# England Premier League 04-09 November



## OddsPoster (Nov 1, 2009)

04 Nov 19:45 West Ham v Aston Villa  2.75 3.25 2.37   
07 Nov 15:00 Aston Villa v Bolton  1.66 3.60 4.50   
07 Nov 15:00 Blackburn v Portsmouth  2.00 3.25 3.50  
07 Nov 15:00 Man City v Burnley  1.33 4.50 8.50   
07 Nov 15:00 Tottenham v Sunderland  1.61 3.60 5.00   
07 Nov 17:30 Wolverhampton v Arsenal  7.50 4.33 1.36  
08 Nov 13:30 Hull v Stoke  2.50 3.25 2.60   
08 Nov 15:00 West Ham v Everton  2.30 3.25 2.87 
08 Nov 15:00 Wigan v Fulham  2.10 3.25 3.25   
08 Nov 16:00 Chelsea v Man Utd  2.10 3.20 3.30   
09 Nov 20:00 Liverpool v Birmingham  1.22 5.50 11.00


----------



## BettingTiger (Nov 6, 2009)

Chelsea v Man Utd 

The long waited match between the 1st and 2nd team. Chelsea are very impressive. They have the strongest defence by stats. This and the fact that the match is played on Stamford Brigdge makes Chelsea the favorite which can be seen in the odds. The losses of Chelsea and Manchester this season were away from home, both teams play very strong at home. The last win in Premier League level on Stamford Bridge for Manchester was in 1998  :shock: . Having said that I completely rule out win for Manchester. 
Prediction: 1x


----------



## BettingTiger (Nov 6, 2009)

Blackburn v Portsmouth 

This is the battle of the bottom. Blackburn is 18th and Portsmouth 20th. Blackburn played Arsenal, Chelsea and Manchester United in their last matches so its understandable that they lost in this meetings. Portsmouth seems to recover from the bad start. In the last 3 meetings they scored 8 goals and received 0.
Matches between Blackburn and Portsmouth are always interesting. I will go with Portsmouth
@3.65 the team seems to recover so these odds are quite good.


----------



## reddevil87 (Nov 6, 2009)

I think a great value bet for the game at stamford bridge on sunday is -

HT/FT
Manchester United/Draw - 18/1 (betfair)
Manchester United/Chelsea 27/1 (betfair)

in recent game between these teams Manchester United have always started the much stronger team and tend to dominate the first half, where as Chelsea seem to do better in the second half.


----------



## A_Skywalker (Nov 6, 2009)

Humm, yes, it's a good value.


----------



## BgFutbol (Nov 6, 2009)

Another match where the odds are good, I wouldnt be surprised if Liverpool makes another mistake. It probably won't happen, but you can lay Liverpool at Betfair for 1.20ish odds.


----------



## BettingTiger (Nov 8, 2009)

Bounding-box records:
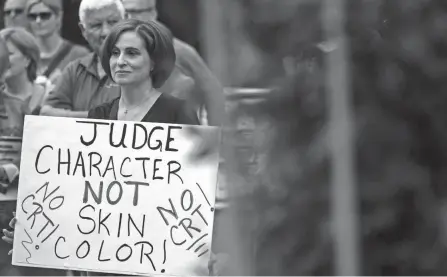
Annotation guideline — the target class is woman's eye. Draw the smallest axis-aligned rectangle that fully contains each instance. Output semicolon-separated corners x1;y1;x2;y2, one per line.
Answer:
127;50;138;56
112;49;120;56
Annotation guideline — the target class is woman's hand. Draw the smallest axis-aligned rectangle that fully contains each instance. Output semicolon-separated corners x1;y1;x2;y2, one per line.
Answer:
2;212;17;255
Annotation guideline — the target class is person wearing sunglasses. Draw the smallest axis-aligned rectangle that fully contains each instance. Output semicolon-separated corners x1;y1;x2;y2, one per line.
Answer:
122;0;225;126
0;27;63;276
25;0;90;83
3;0;28;28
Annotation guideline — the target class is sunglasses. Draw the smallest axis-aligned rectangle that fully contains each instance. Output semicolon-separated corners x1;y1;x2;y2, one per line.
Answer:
28;12;52;21
3;9;24;16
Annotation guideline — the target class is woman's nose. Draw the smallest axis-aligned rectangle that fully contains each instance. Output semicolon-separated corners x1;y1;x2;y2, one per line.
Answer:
116;54;126;66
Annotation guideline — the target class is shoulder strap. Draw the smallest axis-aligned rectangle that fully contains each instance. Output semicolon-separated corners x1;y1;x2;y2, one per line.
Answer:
43;41;73;78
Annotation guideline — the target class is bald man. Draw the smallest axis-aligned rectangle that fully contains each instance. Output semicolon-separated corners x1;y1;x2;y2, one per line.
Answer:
122;0;225;126
3;0;28;28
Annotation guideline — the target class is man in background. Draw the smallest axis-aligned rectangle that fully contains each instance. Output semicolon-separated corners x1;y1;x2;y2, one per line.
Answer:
3;0;28;28
122;0;225;126
41;0;125;118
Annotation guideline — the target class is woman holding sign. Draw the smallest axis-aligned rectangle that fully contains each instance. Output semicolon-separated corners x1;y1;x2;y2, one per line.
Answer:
89;19;199;125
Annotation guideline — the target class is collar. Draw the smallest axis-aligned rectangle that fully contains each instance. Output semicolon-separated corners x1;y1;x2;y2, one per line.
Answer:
79;53;101;79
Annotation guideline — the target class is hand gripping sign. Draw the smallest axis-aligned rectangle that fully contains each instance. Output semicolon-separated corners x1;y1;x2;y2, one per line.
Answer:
13;116;219;275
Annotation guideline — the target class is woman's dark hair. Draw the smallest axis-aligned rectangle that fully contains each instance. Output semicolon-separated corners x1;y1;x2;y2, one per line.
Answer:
0;27;40;82
101;19;176;88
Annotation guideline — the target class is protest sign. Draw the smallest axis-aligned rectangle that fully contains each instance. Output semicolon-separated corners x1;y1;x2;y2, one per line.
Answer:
13;116;223;275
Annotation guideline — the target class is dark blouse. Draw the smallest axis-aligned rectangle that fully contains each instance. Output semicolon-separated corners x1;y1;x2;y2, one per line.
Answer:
88;93;200;125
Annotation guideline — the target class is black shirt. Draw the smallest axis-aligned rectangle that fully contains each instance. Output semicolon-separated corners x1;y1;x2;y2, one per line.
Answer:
88;93;200;125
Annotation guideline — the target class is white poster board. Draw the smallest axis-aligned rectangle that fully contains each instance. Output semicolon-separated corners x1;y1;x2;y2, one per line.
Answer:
13;116;219;275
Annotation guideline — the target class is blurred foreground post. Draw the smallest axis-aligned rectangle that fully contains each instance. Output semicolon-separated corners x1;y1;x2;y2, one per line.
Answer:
322;0;361;276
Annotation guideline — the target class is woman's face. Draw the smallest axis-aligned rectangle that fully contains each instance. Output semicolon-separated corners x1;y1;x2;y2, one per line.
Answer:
4;41;29;79
27;2;61;37
110;32;152;85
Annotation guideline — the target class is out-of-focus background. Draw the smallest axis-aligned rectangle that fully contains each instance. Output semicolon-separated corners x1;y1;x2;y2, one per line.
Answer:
4;0;447;275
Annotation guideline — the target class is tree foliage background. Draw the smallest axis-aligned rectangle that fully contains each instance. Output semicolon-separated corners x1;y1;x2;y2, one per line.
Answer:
228;0;447;275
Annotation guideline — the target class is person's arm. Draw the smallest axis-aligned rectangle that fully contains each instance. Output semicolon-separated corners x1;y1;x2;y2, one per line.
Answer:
177;42;225;126
40;105;88;118
40;62;88;118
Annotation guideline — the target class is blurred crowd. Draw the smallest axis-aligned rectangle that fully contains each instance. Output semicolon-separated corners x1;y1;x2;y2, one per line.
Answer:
6;0;447;275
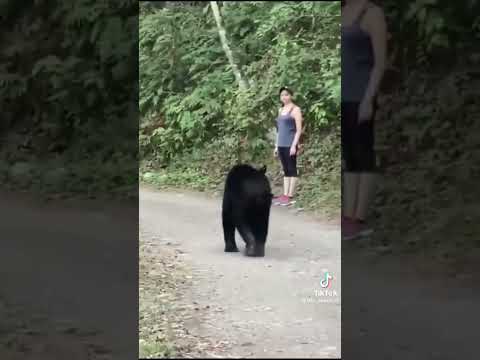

**Given exercise**
Continue the Premier League betting thread from the point where it stops.

**Final result**
BettingTiger said:
			
		

> Blackburn v Portsmouth
> 
> This is the battle of the bottom. Blackburn is 18th and Portsmouth 20th. Blackburn played Arsenal, Chelsea and Manchester United in their last matches so its understandable that they lost in this meetings. Portsmouth seems to recover from the bad start. In the last 3 meetings they scored 8 goals and received 0.
> Matches between Blackburn and Portsmouth are always interesting. I will go with Portsmouth
> @3.65 the team seems to recover so these odds are quite good.



Hell


----------



## BgFutbol (Nov 9, 2009)

BettingTiger said:
			
		

> Chelsea v Man Utd
> 
> The long waited match between the 1st and 2nd team. Chelsea are very impressive. They have the strongest defence by stats. This and the fact that the match is played on Stamford Brigdge makes Chelsea the favorite which can be seen in the odds. The losses of Chelsea and Manchester this season were away from home, both teams play very strong at home. The last win in Premier League level on Stamford Bridge for Manchester was in 1998  :shock: . Having said that I completely rule out win for Manchester.
> Prediction: 1x



The goal for Chelsea should have been cancelled.


----------



## BgFutbol (Nov 9, 2009)

BgFutbol said:
			
		

> Another match where the odds are good, I wouldnt be surprised if Liverpool makes another mistake. It probably won't happen, but you can lay Liverpool at Betfair for 1.20ish odds.



I hate to be right nad not take the bet  :cry:


----------



## peleus (Dec 12, 2013)

Hi guys, any upcoming match yet where the odds are really good? Throw some tips please.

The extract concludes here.